#### [The request]
Write each line exactly as it stands, from the line containing "For the benchmark, mark every instance of the platform" through the end of the data.

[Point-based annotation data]

·····

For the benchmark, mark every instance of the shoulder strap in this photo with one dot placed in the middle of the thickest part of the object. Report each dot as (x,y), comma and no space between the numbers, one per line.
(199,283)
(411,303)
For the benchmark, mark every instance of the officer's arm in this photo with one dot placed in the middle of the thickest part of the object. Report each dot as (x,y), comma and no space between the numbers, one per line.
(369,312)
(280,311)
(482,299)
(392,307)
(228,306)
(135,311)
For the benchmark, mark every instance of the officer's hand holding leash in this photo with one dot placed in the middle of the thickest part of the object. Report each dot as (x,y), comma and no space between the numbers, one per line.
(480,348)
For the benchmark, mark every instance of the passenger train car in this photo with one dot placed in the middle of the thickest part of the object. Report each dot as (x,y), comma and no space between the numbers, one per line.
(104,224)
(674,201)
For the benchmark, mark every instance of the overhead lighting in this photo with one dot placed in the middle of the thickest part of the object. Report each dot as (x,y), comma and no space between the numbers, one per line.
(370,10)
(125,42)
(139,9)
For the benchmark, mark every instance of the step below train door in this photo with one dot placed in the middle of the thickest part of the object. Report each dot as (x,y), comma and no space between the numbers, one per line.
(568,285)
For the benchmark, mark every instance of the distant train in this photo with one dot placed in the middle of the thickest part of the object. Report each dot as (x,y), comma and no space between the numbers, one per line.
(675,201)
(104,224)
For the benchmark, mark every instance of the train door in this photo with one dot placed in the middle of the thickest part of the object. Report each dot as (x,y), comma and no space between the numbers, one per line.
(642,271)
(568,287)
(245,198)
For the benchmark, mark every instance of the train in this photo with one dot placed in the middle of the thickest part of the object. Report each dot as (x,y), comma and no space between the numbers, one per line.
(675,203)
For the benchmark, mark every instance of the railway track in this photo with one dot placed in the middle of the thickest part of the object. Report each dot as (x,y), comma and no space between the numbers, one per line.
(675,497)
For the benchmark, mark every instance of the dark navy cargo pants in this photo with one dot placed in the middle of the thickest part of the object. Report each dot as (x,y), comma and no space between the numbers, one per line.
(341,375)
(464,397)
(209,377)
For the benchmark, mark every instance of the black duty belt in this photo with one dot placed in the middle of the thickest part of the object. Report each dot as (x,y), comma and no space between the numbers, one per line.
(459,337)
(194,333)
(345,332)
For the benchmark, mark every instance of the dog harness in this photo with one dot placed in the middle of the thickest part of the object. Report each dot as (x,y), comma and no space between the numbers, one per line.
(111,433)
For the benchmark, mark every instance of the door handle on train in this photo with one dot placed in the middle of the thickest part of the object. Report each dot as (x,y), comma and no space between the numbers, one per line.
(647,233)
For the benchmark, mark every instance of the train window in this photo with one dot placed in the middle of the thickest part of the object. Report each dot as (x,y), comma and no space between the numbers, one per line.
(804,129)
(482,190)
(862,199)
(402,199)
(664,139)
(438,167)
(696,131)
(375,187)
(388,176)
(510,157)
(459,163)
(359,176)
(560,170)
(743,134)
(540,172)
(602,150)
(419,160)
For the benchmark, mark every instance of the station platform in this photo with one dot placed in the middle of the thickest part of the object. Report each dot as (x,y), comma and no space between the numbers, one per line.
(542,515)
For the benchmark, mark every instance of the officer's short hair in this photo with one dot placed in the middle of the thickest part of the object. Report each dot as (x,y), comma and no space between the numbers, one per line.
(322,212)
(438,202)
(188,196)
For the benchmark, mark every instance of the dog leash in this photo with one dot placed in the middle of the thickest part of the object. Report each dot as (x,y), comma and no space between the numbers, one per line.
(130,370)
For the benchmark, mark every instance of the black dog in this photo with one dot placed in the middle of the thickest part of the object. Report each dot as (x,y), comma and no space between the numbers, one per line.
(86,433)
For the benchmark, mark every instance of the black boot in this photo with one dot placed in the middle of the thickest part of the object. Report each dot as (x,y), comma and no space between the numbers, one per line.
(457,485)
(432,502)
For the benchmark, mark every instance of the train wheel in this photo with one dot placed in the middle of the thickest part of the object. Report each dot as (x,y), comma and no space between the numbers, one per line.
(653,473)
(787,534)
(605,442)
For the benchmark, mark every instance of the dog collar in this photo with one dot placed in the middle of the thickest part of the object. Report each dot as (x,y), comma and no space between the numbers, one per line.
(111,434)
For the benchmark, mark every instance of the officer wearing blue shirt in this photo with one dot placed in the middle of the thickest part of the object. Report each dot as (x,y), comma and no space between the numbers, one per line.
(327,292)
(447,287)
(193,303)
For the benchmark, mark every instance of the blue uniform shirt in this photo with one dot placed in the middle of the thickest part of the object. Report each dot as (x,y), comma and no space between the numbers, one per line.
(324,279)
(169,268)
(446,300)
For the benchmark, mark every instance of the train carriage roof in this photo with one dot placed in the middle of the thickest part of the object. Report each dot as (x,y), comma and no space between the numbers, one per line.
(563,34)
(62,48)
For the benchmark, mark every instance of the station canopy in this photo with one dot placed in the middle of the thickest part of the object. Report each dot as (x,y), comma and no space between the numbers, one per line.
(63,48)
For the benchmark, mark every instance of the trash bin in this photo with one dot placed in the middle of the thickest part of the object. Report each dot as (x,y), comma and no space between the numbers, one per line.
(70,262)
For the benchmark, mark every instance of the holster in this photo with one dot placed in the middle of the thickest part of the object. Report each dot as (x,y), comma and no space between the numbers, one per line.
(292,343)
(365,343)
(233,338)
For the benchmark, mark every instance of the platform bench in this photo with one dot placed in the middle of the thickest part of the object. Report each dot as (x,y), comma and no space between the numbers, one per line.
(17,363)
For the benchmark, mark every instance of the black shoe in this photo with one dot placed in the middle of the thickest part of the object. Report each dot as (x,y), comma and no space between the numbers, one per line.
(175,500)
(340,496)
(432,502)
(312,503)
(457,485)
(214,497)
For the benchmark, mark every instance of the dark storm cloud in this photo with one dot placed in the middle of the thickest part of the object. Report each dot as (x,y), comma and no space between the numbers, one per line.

·····

#### [Written response]
For the benchmark, mark every instance of the platform bench in this photo with one dot placed in the middle of the thickest part of the object. Report each dot as (x,y), comma and no space between the numbers, one per line.
(17,363)
For the benchmark, mark every instance of the black shoe in this photo with one dot placed in the middle of the thickest part of the object. Report each dot as (x,y), comma and no space between the numbers, one per line.
(175,500)
(340,496)
(432,502)
(312,503)
(457,485)
(214,497)
For the benchmark, mark every instance of the dark storm cloud in this photo with one dot placed in the middle of the thickest part of the object. Report each dot as (x,y), comma and no space between the numbers, one per line.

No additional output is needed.